§ **TASK STATEMENT**
Wherever the string "blue" shows up in the material below, copy that line.

§ **INPUT FOR THIS TASK**
^^^^^^^^
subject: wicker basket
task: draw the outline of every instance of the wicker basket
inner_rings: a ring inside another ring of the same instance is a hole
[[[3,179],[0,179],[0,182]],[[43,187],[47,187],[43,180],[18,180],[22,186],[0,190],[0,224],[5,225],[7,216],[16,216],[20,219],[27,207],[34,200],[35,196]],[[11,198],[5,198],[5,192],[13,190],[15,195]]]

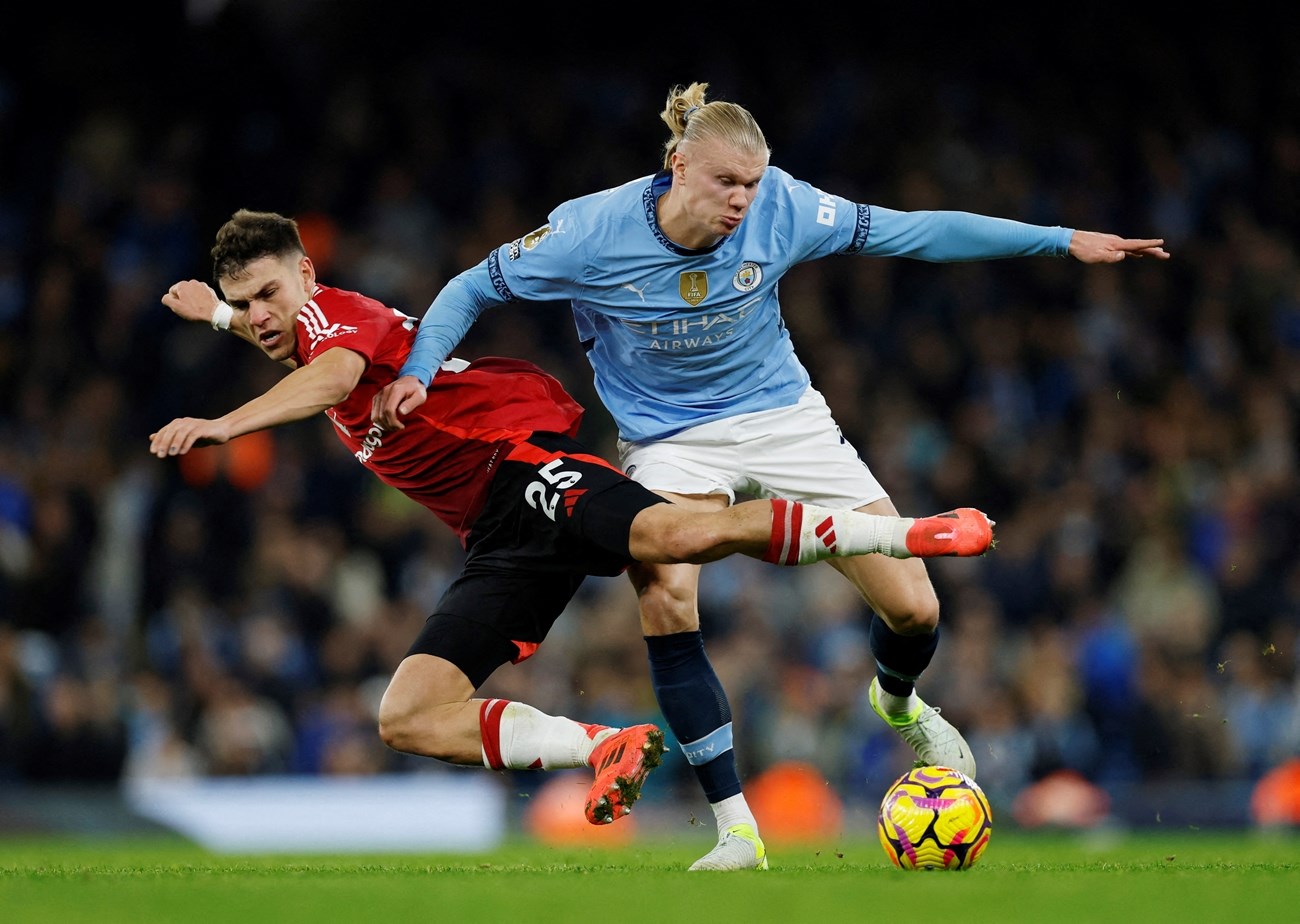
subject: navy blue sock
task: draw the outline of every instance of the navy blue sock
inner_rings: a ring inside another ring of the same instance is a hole
[[[650,682],[668,727],[682,745],[710,804],[740,792],[731,747],[731,704],[696,632],[645,638]],[[687,747],[690,744],[696,747]]]
[[[870,637],[880,688],[895,696],[911,695],[916,678],[930,666],[939,647],[939,627],[930,635],[899,635],[873,613]]]

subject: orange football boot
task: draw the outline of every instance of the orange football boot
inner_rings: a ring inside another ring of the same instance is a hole
[[[974,507],[920,517],[907,531],[907,551],[915,558],[983,555],[994,545],[994,522]]]
[[[600,729],[600,726],[589,726]],[[588,761],[596,781],[587,794],[587,820],[607,825],[632,811],[641,798],[641,786],[663,760],[664,733],[654,725],[631,725],[607,735]]]

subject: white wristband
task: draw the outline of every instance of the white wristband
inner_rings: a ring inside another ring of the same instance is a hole
[[[231,308],[225,302],[217,302],[217,307],[212,311],[212,329],[230,330],[230,319],[234,316],[234,308]]]

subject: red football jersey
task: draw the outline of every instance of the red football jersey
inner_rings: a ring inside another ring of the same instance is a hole
[[[450,360],[429,398],[386,432],[371,422],[375,394],[397,377],[416,320],[373,298],[316,287],[298,312],[299,364],[344,347],[366,360],[361,381],[325,414],[348,451],[385,484],[424,505],[464,544],[496,463],[534,431],[575,436],[583,408],[556,379],[522,359]]]

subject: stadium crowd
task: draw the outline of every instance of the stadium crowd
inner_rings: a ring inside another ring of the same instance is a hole
[[[290,48],[293,21],[232,4],[173,24],[174,79],[88,33],[0,71],[0,783],[443,769],[386,751],[374,716],[454,536],[323,420],[153,458],[159,425],[280,374],[160,296],[210,276],[236,208],[274,209],[322,280],[419,316],[550,203],[656,169],[663,91],[697,79],[755,113],[774,163],[844,196],[1173,254],[821,260],[783,287],[899,510],[998,522],[991,554],[932,563],[943,637],[920,691],[995,804],[1063,768],[1250,781],[1300,756],[1300,58],[1118,44],[1084,91],[1066,45],[1028,82],[991,49],[948,70],[882,51],[521,79],[488,52],[385,47],[332,69],[355,18]],[[222,69],[236,33],[260,73]],[[574,341],[564,306],[538,306],[457,355],[538,362],[614,457]],[[868,614],[830,569],[711,564],[701,607],[746,773],[807,761],[870,803],[910,764],[866,702]],[[571,610],[484,692],[659,721],[627,580],[590,579]],[[687,772],[672,749],[647,798],[696,795]]]

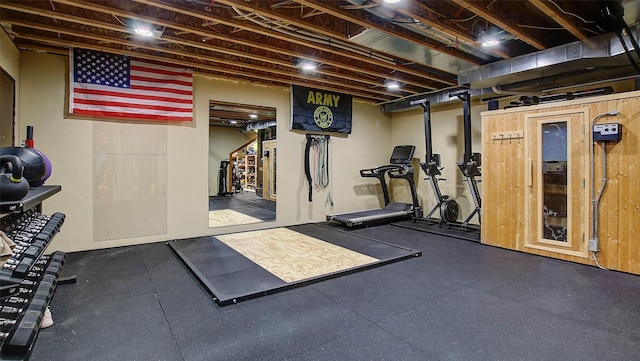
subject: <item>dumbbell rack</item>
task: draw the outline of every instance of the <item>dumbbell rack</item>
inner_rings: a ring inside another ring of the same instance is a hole
[[[0,267],[0,361],[28,360],[66,255],[44,251],[64,223],[65,215],[42,214],[42,201],[60,186],[33,187],[14,202],[0,202],[0,229],[16,243]]]

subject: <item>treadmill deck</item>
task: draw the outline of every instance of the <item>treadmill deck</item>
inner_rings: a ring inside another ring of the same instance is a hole
[[[410,204],[390,203],[386,208],[328,215],[327,221],[336,221],[344,223],[347,227],[353,227],[383,220],[394,222],[411,218],[412,214],[413,207]]]

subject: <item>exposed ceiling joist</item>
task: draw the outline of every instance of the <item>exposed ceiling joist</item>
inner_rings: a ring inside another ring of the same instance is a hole
[[[625,20],[637,23],[637,1],[617,1],[629,10]],[[459,86],[459,76],[478,66],[508,74],[513,70],[503,64],[514,62],[505,60],[589,41],[610,29],[601,3],[2,0],[0,25],[19,49],[68,54],[82,47],[168,61],[219,79],[294,84],[387,103]],[[137,23],[152,26],[155,37],[135,36]],[[481,47],[480,36],[493,30],[502,43]],[[304,71],[304,60],[313,61],[315,70]],[[400,83],[400,90],[385,88],[389,81]]]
^^^^^^^^
§ **EXERCISE RESPONSE**
subject: navy blue sock
task: draw the outline of every instance of the navy blue sock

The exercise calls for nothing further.